__ACTION ITEM 1__.
Answer these questions about the pricing passage:
(a) What do costs form for pricing, according to the passage?
(b) Why can casual travelers fill empty airline seats?
(c) In good/better/best pricing, which price serves as the anchor?
__ACTION ITEM 2__. Print the part of the pricing passage that begins at the words "The way in which" and ends after the words "seemingly safest bet.".

__EXCERPTED PASSAGE__.
————————

Price can be customized according to several parameters including customer type, purchase process (location, timing), versions/tiers of a product or service, and volume. Setting different prices for different customers can capture more revenue and profit by allowing customers to self-select into price tiers. Recognizing that different people place different values on the same offering is a key to successful pricing.

It is not the role of costs to help define the selling price, as happens in cost-plus pricing. Costs form a constraint: they are the lower limit for pricing.

Effective pricing based on costs needs to consider avoidable variable costs, alternative costs, and future-oriented costs. The example given in the book for avoidable alternative costs are airlines which sell seats to both business and casual travelers. Casual travelers can fill empty seats because they are looking for good deals (super saver fares). Since revenue from business travelers covers non-avoidable costs, remaining seats are associated with low variable costs and are therefore attractive for lower prices. Alternative costs occur in situations when one category of customer, like business customers on airlines, purchase products and services for prices lower than they would ordinarily pay, as in the case of vacation super saver tickets. Many companies guard against this by “fencing” each price category with added value items like change fees and other amenities. Finally, rather than simply considering historical costs, effective price management takes into account costs as they will be in the future to prepare for the financial situation the product or service will exist in.

Bouter explains that pricing should drive the product development and marketing processes. Instead of building a product, marketing it broadly, and then setting prices, companies should start with a cost/price goal and develop a product to fit the profile with marketing aimed at the defined customer segments.


The way in which price is communicated will determine people’s impressions of their options.

Perception of price is a subjective and often irrational process. Many techniques, such as ending in a 9, are used to psychologically influence buyers. Rather than depicting a single discount, using a “discount on top of discount” strategy will make a discount appear even larger than it is. Similarly, price/quantity combinations that make quick mental unit cost calculations difficult can be used to guide consumers to specific product configurations. Good/better/best pricing often works well because the “best” price is the anchor which sets the ceiling for value, while the “good” price allows competition with other vendors, leaving “better” as the seemingly safest bet.

————————

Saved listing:
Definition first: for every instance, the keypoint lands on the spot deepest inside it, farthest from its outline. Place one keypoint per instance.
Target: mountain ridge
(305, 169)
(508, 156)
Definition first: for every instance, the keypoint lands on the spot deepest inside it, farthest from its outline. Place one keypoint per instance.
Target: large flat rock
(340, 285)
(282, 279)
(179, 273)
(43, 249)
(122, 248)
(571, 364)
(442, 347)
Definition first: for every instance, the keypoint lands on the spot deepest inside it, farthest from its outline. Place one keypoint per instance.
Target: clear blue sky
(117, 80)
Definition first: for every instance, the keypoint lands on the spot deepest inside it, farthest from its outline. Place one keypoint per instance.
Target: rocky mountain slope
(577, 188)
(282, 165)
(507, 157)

————————

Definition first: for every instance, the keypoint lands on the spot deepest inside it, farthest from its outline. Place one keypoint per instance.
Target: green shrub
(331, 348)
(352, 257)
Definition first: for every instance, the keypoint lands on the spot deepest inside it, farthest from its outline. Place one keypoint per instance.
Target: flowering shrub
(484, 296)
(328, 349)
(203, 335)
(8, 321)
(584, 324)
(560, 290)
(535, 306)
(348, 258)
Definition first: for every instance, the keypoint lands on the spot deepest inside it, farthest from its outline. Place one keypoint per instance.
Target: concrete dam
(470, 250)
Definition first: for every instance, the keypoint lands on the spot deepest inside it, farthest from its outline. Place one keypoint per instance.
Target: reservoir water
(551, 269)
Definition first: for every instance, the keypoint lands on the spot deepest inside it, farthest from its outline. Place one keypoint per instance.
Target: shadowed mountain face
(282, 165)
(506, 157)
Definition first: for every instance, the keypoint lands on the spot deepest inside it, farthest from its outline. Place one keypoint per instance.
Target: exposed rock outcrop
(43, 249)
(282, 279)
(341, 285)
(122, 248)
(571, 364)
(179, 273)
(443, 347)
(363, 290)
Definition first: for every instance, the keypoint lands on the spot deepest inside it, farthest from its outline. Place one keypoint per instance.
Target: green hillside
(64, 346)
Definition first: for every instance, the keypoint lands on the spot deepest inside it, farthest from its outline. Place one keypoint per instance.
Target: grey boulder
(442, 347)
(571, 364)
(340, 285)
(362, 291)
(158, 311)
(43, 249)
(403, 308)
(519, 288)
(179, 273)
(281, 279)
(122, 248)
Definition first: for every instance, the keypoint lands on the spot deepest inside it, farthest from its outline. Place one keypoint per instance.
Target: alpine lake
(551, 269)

————————

__EXERCISE SOLUTION 1__.
(a) A constraint, the lower limit for pricing.
(b) They are looking for good deals (super saver fares).
(c) The "best" price.

__EXERCISE SOLUTION 2__.
The way in which price is communicated will determine people’s impressions of their options.

Perception of price is a subjective and often irrational process. Many techniques, such as ending in a 9, are used to psychologically influence buyers. Rather than depicting a single discount, using a “discount on top of discount” strategy will make a discount appear even larger than it is. Similarly, price/quantity combinations that make quick mental unit cost calculations difficult can be used to guide consumers to specific product configurations. Good/better/best pricing often works well because the “best” price is the anchor which sets the ceiling for value, while the “good” price allows competition with other vendors, leaving “better” as the seemingly safest bet.